> PROVIDED DATA
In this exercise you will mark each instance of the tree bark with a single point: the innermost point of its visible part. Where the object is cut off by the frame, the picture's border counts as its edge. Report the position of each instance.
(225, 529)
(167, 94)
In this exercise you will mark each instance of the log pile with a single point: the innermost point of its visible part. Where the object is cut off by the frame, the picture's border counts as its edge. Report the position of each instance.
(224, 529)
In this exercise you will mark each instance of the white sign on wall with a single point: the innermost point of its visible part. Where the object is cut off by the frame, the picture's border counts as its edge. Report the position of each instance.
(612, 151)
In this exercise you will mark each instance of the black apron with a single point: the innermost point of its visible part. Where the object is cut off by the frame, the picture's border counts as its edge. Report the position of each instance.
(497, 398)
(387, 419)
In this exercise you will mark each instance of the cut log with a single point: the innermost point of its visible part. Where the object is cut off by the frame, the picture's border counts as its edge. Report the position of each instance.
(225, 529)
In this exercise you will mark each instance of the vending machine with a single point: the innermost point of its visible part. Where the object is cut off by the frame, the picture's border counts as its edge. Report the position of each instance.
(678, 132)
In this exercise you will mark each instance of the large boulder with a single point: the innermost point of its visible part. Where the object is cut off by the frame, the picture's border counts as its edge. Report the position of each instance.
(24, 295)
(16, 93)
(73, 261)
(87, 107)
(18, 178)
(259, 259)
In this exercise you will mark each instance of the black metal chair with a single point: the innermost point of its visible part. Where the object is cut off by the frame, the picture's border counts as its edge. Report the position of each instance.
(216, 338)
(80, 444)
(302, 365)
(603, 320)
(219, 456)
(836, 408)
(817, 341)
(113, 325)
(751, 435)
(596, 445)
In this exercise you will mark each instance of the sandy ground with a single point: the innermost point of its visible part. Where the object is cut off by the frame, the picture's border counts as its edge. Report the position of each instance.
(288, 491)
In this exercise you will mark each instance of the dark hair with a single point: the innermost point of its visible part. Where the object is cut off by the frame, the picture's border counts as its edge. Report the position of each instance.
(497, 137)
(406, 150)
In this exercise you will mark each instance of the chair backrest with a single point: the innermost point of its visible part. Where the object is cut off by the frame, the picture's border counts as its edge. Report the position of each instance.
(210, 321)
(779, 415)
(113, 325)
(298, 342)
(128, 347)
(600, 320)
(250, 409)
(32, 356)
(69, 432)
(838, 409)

> PROBLEM TO SOLVE
An unaltered copy of the listing above must form the answer.

> REPLY
In this exercise you will mark each instance of the tree bark with a single point: the innermost point of its visible part. Where the object is cut off by the frame, the picture's border counts as its edge. Report the position of each instance.
(225, 529)
(167, 94)
In this exercise you will mark each instance of the log pile with a single point: the innermost point of its visible part. Where the object is cut off by the frame, the picture's border counts as its edge. Report the position of each instance.
(224, 529)
In this exercise you will mark each instance of the white sign on wall with a single point: the innermost point of its visible part. Where the object is cut off by the frame, the picture's border counts as its edge. Report the position of each instance.
(612, 151)
In this exercise you will mark each instance of the black apron with a single point: the innermost point of its visible part. Where the object is cut off by the frame, the picture's border counts as its edge. Report the position of each instance.
(497, 398)
(387, 419)
In this exercise you will mark each instance of the cut log with a single point: the innermost point of its visible part. Where the object is cut off by the frame, the picture's border counts as its edge. Report the position of each instance.
(225, 529)
In this exercise you will mark each instance of the vending machine with a single point: the innermost point of its visible part. Where the object is cut off by the frame, the picture's border counts as its edge. Report the position of each instance.
(678, 132)
In this exercise you will mark each instance of the large boulder with a single point: the innermost point of its visible part. Where the object is cut off by the frame, the picture's border counts as its edge. Report the position of each instance.
(24, 295)
(16, 93)
(73, 261)
(87, 107)
(18, 178)
(259, 259)
In this exercise you will mark each instance of the black metal chair with a single point: the innermost point of its visible part. Where the object is cut off by the frame, the picture's border counts as its edge. Report the position of each instance.
(216, 338)
(80, 444)
(302, 365)
(603, 320)
(219, 456)
(836, 408)
(817, 341)
(113, 325)
(751, 435)
(596, 445)
In this exercise you will mark each instance of the sandy ground with a single point: the innermost point of its visible part. Where the object is cut off by the frame, the picture's border counts as its edge. Report the position of each instance.
(288, 491)
In this exercise you will mark each instance of the dark hair with a single point: the innermost point of its visible part. Where the object is cut off by the frame, the picture's border counts as its edge. Report the position of each instance.
(497, 137)
(406, 150)
In this exercise you will mark each instance of the chair backrest with a single point: the innermost point of its visible part. Where the object is cut off by the frame, the picture's border counts as its edge. Report the position of each instance.
(210, 321)
(779, 415)
(113, 325)
(298, 342)
(128, 347)
(600, 320)
(250, 409)
(32, 356)
(69, 432)
(838, 409)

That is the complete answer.